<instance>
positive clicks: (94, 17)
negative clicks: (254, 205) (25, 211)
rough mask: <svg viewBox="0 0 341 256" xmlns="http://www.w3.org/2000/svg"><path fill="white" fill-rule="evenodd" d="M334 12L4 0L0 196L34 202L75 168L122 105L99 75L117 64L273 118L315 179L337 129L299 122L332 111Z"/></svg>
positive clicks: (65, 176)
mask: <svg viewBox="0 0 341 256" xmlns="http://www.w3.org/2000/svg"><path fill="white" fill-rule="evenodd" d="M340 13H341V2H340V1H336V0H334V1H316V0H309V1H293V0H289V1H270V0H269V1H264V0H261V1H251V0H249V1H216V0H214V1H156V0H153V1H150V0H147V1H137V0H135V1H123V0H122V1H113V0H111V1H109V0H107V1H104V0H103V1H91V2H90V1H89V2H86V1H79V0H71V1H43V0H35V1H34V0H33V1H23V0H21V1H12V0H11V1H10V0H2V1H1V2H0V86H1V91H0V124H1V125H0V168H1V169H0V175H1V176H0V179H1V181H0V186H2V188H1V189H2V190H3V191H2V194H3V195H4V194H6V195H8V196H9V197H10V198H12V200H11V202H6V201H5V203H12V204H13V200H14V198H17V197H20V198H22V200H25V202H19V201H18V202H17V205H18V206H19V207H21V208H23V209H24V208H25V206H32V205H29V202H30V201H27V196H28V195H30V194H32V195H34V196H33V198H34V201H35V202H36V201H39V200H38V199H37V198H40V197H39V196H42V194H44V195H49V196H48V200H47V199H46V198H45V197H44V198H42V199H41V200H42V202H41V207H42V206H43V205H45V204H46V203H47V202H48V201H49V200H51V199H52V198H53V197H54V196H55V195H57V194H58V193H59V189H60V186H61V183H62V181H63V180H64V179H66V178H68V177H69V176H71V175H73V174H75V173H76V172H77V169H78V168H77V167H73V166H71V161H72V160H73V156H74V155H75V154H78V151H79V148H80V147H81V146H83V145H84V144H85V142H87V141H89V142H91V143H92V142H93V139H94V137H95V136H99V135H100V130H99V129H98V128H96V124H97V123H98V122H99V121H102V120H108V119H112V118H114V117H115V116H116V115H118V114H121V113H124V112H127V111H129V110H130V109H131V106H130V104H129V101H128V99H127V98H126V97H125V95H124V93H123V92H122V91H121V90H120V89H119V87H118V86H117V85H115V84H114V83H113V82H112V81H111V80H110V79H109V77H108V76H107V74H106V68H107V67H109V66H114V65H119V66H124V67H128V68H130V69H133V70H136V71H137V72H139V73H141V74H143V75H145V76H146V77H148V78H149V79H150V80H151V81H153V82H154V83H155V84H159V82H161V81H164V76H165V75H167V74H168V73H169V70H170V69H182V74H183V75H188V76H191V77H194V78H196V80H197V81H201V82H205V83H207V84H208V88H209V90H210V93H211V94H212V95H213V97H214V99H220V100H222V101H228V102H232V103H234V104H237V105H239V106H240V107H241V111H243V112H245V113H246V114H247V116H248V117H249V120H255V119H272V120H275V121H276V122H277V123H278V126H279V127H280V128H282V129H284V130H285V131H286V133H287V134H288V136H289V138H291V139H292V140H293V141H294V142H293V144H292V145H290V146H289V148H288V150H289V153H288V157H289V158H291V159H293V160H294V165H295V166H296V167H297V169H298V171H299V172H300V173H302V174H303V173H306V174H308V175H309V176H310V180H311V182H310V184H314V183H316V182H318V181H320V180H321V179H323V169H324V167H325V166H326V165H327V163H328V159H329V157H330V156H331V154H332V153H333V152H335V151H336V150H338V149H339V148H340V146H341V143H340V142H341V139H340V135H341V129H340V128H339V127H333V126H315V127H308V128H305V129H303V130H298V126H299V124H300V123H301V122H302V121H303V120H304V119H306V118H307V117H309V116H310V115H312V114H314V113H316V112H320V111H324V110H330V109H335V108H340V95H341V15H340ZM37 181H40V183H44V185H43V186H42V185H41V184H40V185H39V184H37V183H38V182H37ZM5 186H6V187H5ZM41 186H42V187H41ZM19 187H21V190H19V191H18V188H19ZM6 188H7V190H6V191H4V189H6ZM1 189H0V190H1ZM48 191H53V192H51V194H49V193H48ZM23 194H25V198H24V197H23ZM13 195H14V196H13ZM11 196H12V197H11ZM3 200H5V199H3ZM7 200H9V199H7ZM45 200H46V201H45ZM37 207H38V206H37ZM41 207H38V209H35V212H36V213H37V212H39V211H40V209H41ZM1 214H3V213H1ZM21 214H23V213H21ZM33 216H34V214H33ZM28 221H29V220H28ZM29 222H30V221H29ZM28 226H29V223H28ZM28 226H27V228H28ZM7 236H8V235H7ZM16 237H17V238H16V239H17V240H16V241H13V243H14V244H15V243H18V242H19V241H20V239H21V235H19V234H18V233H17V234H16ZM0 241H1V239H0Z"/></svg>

- - - -

*Directive:* Update the material from its first line through the line containing "positive clicks: (65, 176)", inclusive, replacing "rough mask" with "coarse mask" and leaving everything else unchanged.

*Answer:*
<instance>
positive clicks: (94, 17)
negative clicks: (254, 205) (25, 211)
coarse mask: <svg viewBox="0 0 341 256" xmlns="http://www.w3.org/2000/svg"><path fill="white" fill-rule="evenodd" d="M334 12L4 0L0 196L34 202L75 168L122 105L99 75L117 64L273 118L315 179L337 129L299 122L332 111Z"/></svg>
positive clicks: (65, 176)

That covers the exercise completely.